Top of EXERCISE DATA
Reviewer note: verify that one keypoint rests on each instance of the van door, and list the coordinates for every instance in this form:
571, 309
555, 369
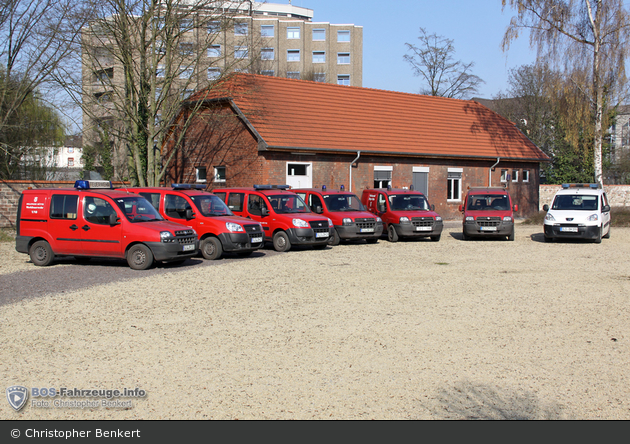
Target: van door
99, 238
Bottom of EXERCISE DATA
**WORK TASK**
Each record above needs to be transcribed word for word, with its pictures omitted.

**EXERCISE RESULT**
Reviewer note: verify that one keypoint rests on each instance of the van door, and list the coordinates for every instance in this form:
571, 309
555, 369
Target: van door
99, 238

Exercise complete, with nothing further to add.